* _EXTRACTED RECORDS_
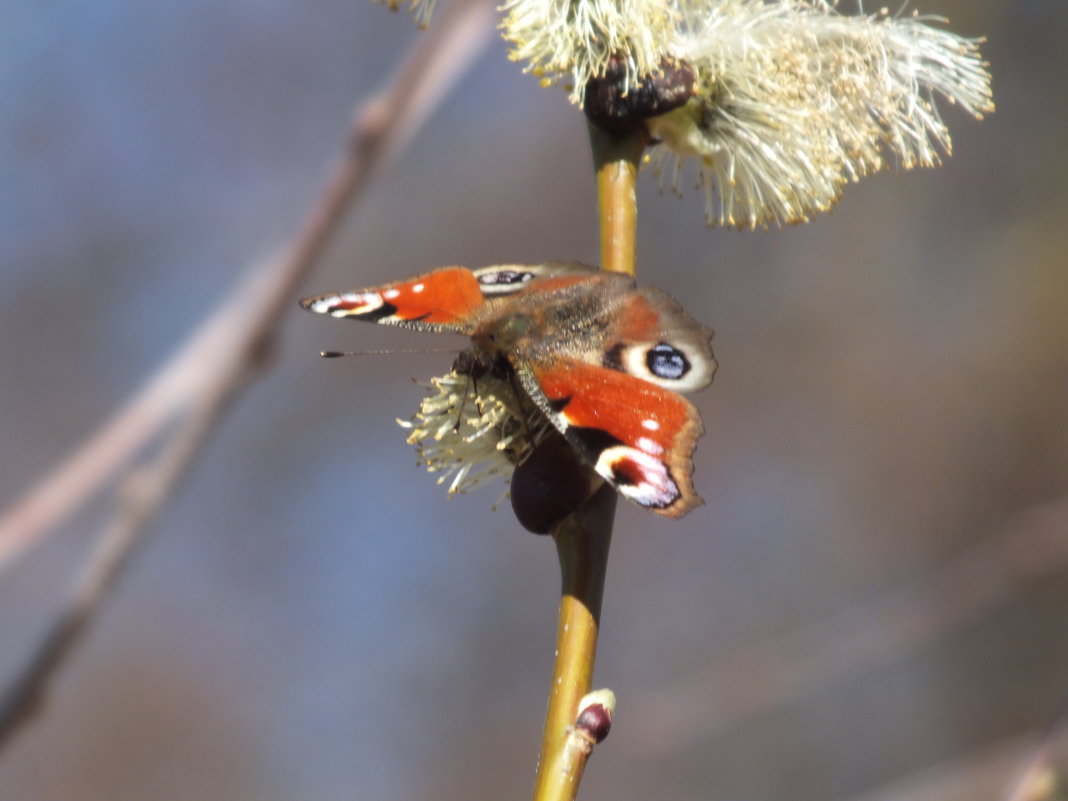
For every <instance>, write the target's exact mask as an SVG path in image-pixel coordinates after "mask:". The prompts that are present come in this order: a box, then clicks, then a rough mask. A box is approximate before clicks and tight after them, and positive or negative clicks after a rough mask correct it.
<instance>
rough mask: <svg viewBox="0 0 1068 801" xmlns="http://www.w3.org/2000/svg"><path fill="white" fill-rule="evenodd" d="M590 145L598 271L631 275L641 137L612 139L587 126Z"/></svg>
mask: <svg viewBox="0 0 1068 801" xmlns="http://www.w3.org/2000/svg"><path fill="white" fill-rule="evenodd" d="M590 143H591V145H592V146H593V152H594V169H595V170H596V171H597V207H598V211H599V217H600V245H601V269H604V270H610V271H612V272H626V273H627V274H630V276H633V274H634V247H635V241H637V239H638V203H637V201H635V198H634V186H635V184H637V183H638V168H639V164H640V161H641V157H642V148H643V146H644V145H643V142H642V137H641V136H640V135H638V133H632V135H630V136H626V137H615V136H612V135H611V133H606V132H604V131H602V130H600V129H599V128H596V127H595V126H593V125H591V126H590Z"/></svg>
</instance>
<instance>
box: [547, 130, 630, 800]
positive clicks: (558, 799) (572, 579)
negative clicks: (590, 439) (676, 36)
mask: <svg viewBox="0 0 1068 801" xmlns="http://www.w3.org/2000/svg"><path fill="white" fill-rule="evenodd" d="M590 141H591V145H592V147H593V156H594V168H595V170H596V175H597V199H598V211H599V219H600V244H601V267H602V268H603V269H606V270H612V271H615V272H626V273H628V274H631V276H632V274H634V239H635V235H637V231H638V209H637V206H635V198H634V183H635V179H637V177H638V167H639V159H640V158H641V154H642V141H641V137H640V136H638V135H634V136H629V137H623V138H621V137H613V136H610V135H607V133H604V132H602V131H600V130H598V129H597V128H595V127H593V126H591V128H590ZM615 501H616V493H615V490H614V489H613V488H612V487H609V486H604V487H602V488H601V489H600V490H599V491H598V492H597V493H596V494H595V496H594V497H593V498H592V499H591V500H590V501H588V502H587V503H586V504H585V505H584V506H583V507H582V508H581V509H579V511H578V512H576V513H575V514H574V515H571V516H570V517H569V518H567V519H566V520H564V522H563V523H561V524H560V525H559V527H557V529H556V530H555V531H554V532H553V539H554V540H555V543H556V553H557V554H559V556H560V569H561V577H562V582H561V583H562V594H561V601H560V628H559V630H557V632H556V661H555V664H554V666H553V672H552V689H551V692H550V694H549V709H548V712H547V714H546V722H545V733H544V735H543V738H541V756H540V758H539V760H538V771H537V778H536V780H535V783H534V801H570V800H571V799H575V798H576V796H577V794H578V791H579V782H580V781H581V780H582V772H583V770H584V768H585V763H586V760H585V755H580V754H579V753H578V752H577V751H576V750H575V749H568V748H567V741H568V740H567V734H568V729H569V728H570V727H571V726H572V724H574V723H575V719H576V716H577V714H578V710H579V702H580V701H581V698H582V696H583V695H585V694H586V693H587V692H590V688H591V682H592V680H593V672H594V662H595V660H596V657H597V633H598V630H599V628H600V609H601V598H602V597H603V592H604V574H606V571H607V569H608V553H609V546H610V545H611V541H612V522H613V519H614V517H615ZM586 755H587V754H586Z"/></svg>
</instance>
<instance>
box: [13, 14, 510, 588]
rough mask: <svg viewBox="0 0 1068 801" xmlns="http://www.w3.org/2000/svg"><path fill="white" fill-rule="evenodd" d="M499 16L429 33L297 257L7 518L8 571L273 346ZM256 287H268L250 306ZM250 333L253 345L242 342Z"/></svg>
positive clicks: (352, 151)
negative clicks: (283, 325) (122, 471)
mask: <svg viewBox="0 0 1068 801" xmlns="http://www.w3.org/2000/svg"><path fill="white" fill-rule="evenodd" d="M490 15H491V9H490V7H488V6H487V5H486V4H485V3H484V2H480V1H478V0H468V2H461V3H458V4H457V6H456V7H454V9H453V10H452V13H451V14H449V15H445V16H444V17H443V18H442V19H441V20H440V23H436V25H435V27H434V28H433V29H431V30H430V31H428V32H426V33H423V34H420V40H419V44H418V46H417V47H415V48H414V49H413V51H412V52H411V54H410V56H409V58H408V60H407V61H406V63H405V64H404V66H403V67H402V69H400V70H399V72H398V73H397V74H396V75H395V76H394V77H393V78H392V79H391V80H389V81H387V83H386V89H383V90H382V91H381V92H380V93H379V94H378V95H376V96H375V97H372V98H371V99H368V100H367V101H365V103H363V104H362V105H361V106H360V107H359V109H358V111H357V116H356V119H355V121H354V126H352V129H351V131H350V133H349V138H348V141H347V142H346V152H345V154H344V156H343V157H342V159H341V161H340V162H339V164H337V166H336V168H335V169H334V172H333V175H332V176H331V178H330V183H329V185H328V187H327V189H326V191H325V192H324V194H323V199H321V200H320V202H319V204H318V206H317V207H316V209H315V211H314V213H313V215H312V216H311V217H310V218H309V220H308V222H307V223H305V225H304V229H303V230H302V231H301V233H300V234H299V235H298V237H297V238H296V239H295V240H294V242H293V246H292V247H290V249H289V251H288V253H287V255H286V256H285V257H284V258H282V260H280V261H278V262H277V263H276V264H273V265H271V266H261V265H257V266H255V267H253V268H252V269H250V270H249V273H248V276H247V277H246V279H245V281H246V282H247V283H244V284H241V285H240V286H239V287H238V288H237V290H236V292H234V293H233V294H232V295H231V296H230V297H229V298H227V299H226V300H225V301H224V302H223V303H222V304H221V305H220V307H219V309H218V310H217V311H216V313H215V314H213V315H211V317H209V318H208V320H206V321H205V323H204V324H203V325H202V326H201V327H200V329H198V331H195V332H194V333H193V335H192V336H190V339H189V341H188V343H187V344H186V345H185V346H184V347H183V348H182V349H180V350H179V351H178V352H177V354H176V355H175V356H174V357H173V358H172V359H171V360H170V361H169V362H168V363H167V364H164V365H163V366H162V367H161V368H160V370H159V371H158V372H157V373H156V375H155V376H153V378H152V379H150V381H148V382H147V383H146V384H145V386H144V388H143V389H141V391H140V392H138V393H137V395H135V396H133V397H132V398H131V399H130V400H129V402H127V403H126V404H125V405H124V406H123V407H122V408H121V409H120V410H119V411H116V412H115V414H114V415H113V417H112V418H111V419H110V420H109V421H108V422H107V423H105V424H104V425H103V426H101V427H100V428H99V430H98V431H96V433H95V434H94V435H93V436H92V437H91V438H90V439H89V440H88V441H87V442H85V443H84V444H82V445H81V447H79V449H78V450H77V451H76V452H75V453H73V454H70V456H68V457H67V458H66V459H65V460H64V461H63V462H62V464H61V465H60V466H59V467H57V468H56V470H54V471H53V472H52V473H50V474H49V475H48V476H46V477H45V478H44V480H43V481H41V482H40V483H38V484H37V485H36V486H35V487H33V488H32V489H31V490H30V491H29V492H27V493H26V494H25V496H23V497H22V498H21V499H19V500H18V501H16V502H15V503H14V504H13V505H12V506H11V507H10V508H7V509H6V511H5V512H4V514H3V515H2V516H0V571H2V570H3V569H4V568H6V567H9V566H10V565H11V564H12V563H13V562H14V561H15V560H16V559H17V557H18V556H19V554H21V553H22V552H23V551H26V550H27V549H28V548H30V547H31V546H33V545H34V544H36V543H37V541H38V540H40V539H42V538H43V537H44V536H46V535H47V534H48V533H50V532H51V531H53V530H54V529H56V528H57V527H58V525H60V524H61V523H62V522H63V521H65V520H67V519H69V518H70V517H72V516H73V515H74V513H75V512H76V511H77V509H78V508H79V507H80V506H81V505H82V504H83V503H84V502H85V501H87V500H88V499H89V498H91V497H92V496H93V494H94V493H96V492H98V491H100V489H101V488H103V487H104V486H105V485H107V484H108V482H110V481H111V480H112V478H113V477H114V476H115V474H116V473H117V471H119V470H121V469H122V467H123V466H124V465H126V464H128V462H129V460H130V459H131V458H133V457H135V456H136V455H137V453H138V452H139V451H141V450H142V449H143V447H144V446H145V444H147V443H148V442H150V441H151V440H152V439H153V438H154V437H155V436H157V435H158V434H159V433H160V431H161V430H162V429H163V428H164V427H166V425H167V423H168V422H169V421H171V420H173V419H174V418H175V417H176V415H177V414H179V413H180V412H182V410H183V409H187V408H189V407H190V406H191V405H192V404H193V403H195V402H197V400H198V399H199V398H203V397H205V396H207V395H209V394H211V393H213V389H211V388H210V386H209V384H211V383H214V382H215V381H216V380H217V378H218V377H219V376H220V375H223V374H225V372H226V371H227V370H230V368H231V367H232V365H233V364H234V363H235V361H240V360H241V359H242V358H244V357H242V355H241V354H242V349H247V346H248V342H247V340H248V339H253V340H255V339H260V340H263V339H267V337H268V336H269V334H270V333H271V332H273V330H274V329H276V328H277V324H278V319H279V315H280V314H281V312H282V311H283V310H285V309H287V308H288V307H289V304H290V303H292V301H293V297H292V295H293V294H294V292H295V290H296V287H297V286H298V285H299V284H300V283H301V281H303V279H304V278H305V277H307V274H308V273H309V271H310V270H311V268H312V266H313V265H314V264H315V261H316V258H317V257H318V255H319V253H320V252H321V250H323V248H324V247H325V245H326V244H327V241H328V240H329V237H330V234H331V233H332V232H333V229H334V227H335V225H336V223H337V221H339V220H340V219H341V217H342V216H343V214H344V213H345V210H346V208H347V207H348V204H349V203H350V201H351V200H352V198H354V197H355V195H356V194H357V193H358V192H359V191H360V190H361V189H362V188H363V187H364V186H365V184H366V179H367V177H368V176H370V175H371V172H372V170H373V169H374V168H375V167H376V166H378V164H380V163H381V162H383V161H384V160H386V159H387V158H388V157H389V156H391V155H394V154H396V153H397V152H399V151H400V150H402V148H403V147H404V146H405V145H406V144H407V143H408V141H409V140H410V138H411V137H412V136H414V133H415V131H417V130H418V129H419V127H420V125H421V124H422V122H423V120H424V119H425V117H426V115H427V114H429V113H430V111H433V109H434V108H435V107H436V106H437V104H438V103H439V101H440V99H441V98H442V96H443V95H444V93H445V92H446V91H447V90H449V85H450V84H451V83H452V81H454V80H455V79H456V78H457V77H458V75H459V73H460V72H462V70H464V69H466V68H467V67H468V66H469V65H470V63H471V61H473V59H474V58H475V57H476V56H477V54H478V53H480V52H481V50H482V47H483V46H484V45H485V43H486V42H488V38H489V36H488V34H487V33H486V29H487V28H488V27H489V26H490V23H491V22H490V19H489V17H490ZM248 284H255V285H257V286H262V294H260V295H256V296H253V298H251V299H250V289H249V286H248ZM242 334H247V336H242Z"/></svg>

* _WORK ORDER_
Write out again, exactly, only the lines from the beginning of the material above to the line that holds "positive clicks: (558, 799) (572, 579)", both ends included, and no pictures.

* _RESULT BELOW_
For every <instance>, write the target's exact mask as an SVG path in image-pixel coordinates after "mask:". The prompts that are present come in this order: a box, then clicks, then a rough mask. A box is approximate before clicks and tight after them, and positive or negative clicks after a rough mask correct it.
<instance>
rough mask: <svg viewBox="0 0 1068 801" xmlns="http://www.w3.org/2000/svg"><path fill="white" fill-rule="evenodd" d="M590 145L598 271L631 275L641 137L612 139L587 126Z"/></svg>
mask: <svg viewBox="0 0 1068 801" xmlns="http://www.w3.org/2000/svg"><path fill="white" fill-rule="evenodd" d="M590 143H591V145H592V146H593V152H594V169H595V170H596V171H597V207H598V211H599V217H600V245H601V269H604V270H610V271H612V272H626V273H627V274H630V276H633V274H634V247H635V241H637V239H638V203H637V201H635V198H634V186H635V184H637V183H638V168H639V164H640V161H641V157H642V148H643V146H644V145H643V142H642V137H641V136H640V135H638V133H632V135H630V136H626V137H615V136H612V135H611V133H606V132H604V131H602V130H600V129H599V128H596V127H595V126H593V125H591V126H590Z"/></svg>
</instance>
<instance>
box: [547, 130, 630, 800]
positive clicks: (558, 799) (572, 579)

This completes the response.